Rekordy z oznaczonymi punktami
◇ ◇ ◇ ◇

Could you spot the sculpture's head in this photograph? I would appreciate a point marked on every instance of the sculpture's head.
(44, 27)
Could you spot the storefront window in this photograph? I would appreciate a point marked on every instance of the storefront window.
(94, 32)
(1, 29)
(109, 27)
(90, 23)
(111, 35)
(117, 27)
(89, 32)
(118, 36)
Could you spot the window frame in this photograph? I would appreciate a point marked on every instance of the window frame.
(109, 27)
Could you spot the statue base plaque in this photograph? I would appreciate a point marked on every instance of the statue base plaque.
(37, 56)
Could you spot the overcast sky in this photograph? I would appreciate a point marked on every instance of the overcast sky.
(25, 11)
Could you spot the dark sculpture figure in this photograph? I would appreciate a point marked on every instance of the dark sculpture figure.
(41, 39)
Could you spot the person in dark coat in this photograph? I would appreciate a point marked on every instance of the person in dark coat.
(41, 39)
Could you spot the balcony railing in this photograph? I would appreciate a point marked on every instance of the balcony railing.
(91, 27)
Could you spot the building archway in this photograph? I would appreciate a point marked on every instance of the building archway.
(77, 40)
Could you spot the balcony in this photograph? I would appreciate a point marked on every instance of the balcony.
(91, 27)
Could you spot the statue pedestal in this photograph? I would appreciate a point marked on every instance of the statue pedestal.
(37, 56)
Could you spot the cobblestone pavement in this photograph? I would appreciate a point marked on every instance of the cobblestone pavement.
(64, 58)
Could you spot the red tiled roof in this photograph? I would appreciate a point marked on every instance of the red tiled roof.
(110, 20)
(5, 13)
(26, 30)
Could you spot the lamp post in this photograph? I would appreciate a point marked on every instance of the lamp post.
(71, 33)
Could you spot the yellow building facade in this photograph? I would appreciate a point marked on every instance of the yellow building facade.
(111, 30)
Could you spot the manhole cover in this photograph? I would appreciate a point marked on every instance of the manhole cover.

◇ ◇ ◇ ◇

* _Polecenie do zadania_: Przepisz wiernie wszystkie powyższe rekordy, zachowując każdy wiersz bez zmian.

* _Odpowiedź na polecenie_:
Could you spot the sculpture's head in this photograph? I would appreciate a point marked on every instance of the sculpture's head.
(44, 27)
Could you spot the storefront window in this photograph? I would appreciate a point marked on every instance of the storefront window.
(94, 32)
(1, 29)
(109, 27)
(90, 23)
(111, 35)
(117, 27)
(89, 32)
(118, 36)
Could you spot the window frame in this photograph? I would appreciate a point marked on every instance of the window frame.
(109, 27)
Could you spot the statue base plaque in this photograph? I would appreciate a point marked on every instance of the statue base plaque.
(37, 56)
Could you spot the overcast sky in this photograph? I would appreciate a point marked on every instance of the overcast sky.
(25, 11)
Could you spot the dark sculpture figure in this photograph? I would appreciate a point marked on every instance of the dark sculpture figure.
(41, 39)
Could you spot the person in dark coat in this photograph? I would appreciate a point marked on every instance of the person in dark coat.
(41, 39)
Could you spot the balcony railing in this photograph? I would appreciate a point marked on every instance of the balcony railing.
(91, 27)
Could you spot the building archway in this photograph? I would appreciate a point marked on every instance of the building archway.
(77, 40)
Could you spot the balcony in this photograph? I would appreciate a point marked on every instance of the balcony.
(91, 27)
Could you spot the statue pedestal in this photograph? I would appreciate a point marked on every instance of the statue pedestal.
(37, 56)
Could you spot the cobblestone pavement in this photograph? I would appreciate a point marked on every instance of the cobblestone pavement.
(64, 58)
Could you spot the red tiled roof in this photograph? I would appreciate a point marked on every instance of the red tiled roof.
(110, 20)
(5, 13)
(26, 30)
Could you spot the lamp post in this photograph? I would appreciate a point marked on every instance of the lamp post.
(71, 33)
Could you spot the yellow building facade in this photograph? I would appreciate a point marked on every instance of the yellow building facade.
(111, 30)
Could you spot the manhole cover in this photograph? I would appreciate a point marked on every instance of the manhole cover.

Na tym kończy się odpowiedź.